What is asked
Which lines in the records below contain the string "banner"? List every such line in full, treating uppercase and lowercase as different.

Record list
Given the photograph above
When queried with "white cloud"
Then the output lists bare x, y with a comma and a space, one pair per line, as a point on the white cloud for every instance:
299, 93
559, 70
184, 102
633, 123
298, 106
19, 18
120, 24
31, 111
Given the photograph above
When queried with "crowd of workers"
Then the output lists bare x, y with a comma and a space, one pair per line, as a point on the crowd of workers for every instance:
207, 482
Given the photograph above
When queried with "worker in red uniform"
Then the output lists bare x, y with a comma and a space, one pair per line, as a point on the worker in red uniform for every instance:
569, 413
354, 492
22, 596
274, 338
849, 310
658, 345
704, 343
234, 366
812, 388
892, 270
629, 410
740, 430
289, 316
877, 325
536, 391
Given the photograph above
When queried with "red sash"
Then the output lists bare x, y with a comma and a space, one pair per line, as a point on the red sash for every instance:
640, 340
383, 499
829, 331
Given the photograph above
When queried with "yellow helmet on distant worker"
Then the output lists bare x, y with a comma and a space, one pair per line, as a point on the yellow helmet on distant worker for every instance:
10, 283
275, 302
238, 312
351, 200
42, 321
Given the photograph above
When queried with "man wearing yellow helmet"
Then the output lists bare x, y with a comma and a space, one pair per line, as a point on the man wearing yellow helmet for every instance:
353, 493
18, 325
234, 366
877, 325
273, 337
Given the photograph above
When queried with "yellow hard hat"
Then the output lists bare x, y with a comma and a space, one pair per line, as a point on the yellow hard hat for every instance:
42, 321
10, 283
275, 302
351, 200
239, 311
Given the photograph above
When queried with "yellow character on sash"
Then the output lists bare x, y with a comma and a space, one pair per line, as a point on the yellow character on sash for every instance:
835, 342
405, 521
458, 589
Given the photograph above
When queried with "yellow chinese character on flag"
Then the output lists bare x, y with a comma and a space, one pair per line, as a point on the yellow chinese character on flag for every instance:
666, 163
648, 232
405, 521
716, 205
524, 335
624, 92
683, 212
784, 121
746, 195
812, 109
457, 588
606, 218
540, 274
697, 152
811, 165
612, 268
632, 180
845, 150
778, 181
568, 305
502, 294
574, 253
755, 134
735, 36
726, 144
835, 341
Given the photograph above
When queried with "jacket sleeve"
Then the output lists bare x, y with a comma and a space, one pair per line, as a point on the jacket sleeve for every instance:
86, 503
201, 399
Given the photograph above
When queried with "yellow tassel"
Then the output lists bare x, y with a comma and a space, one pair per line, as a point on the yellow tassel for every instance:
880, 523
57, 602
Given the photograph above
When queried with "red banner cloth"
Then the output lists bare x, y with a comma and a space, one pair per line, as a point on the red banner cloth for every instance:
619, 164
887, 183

Solution to the exercise
When queried with "red banner cloth"
Then the output lists bare x, y with a comma and a space, one pair per line, as a point on the red banner cloth for every instance:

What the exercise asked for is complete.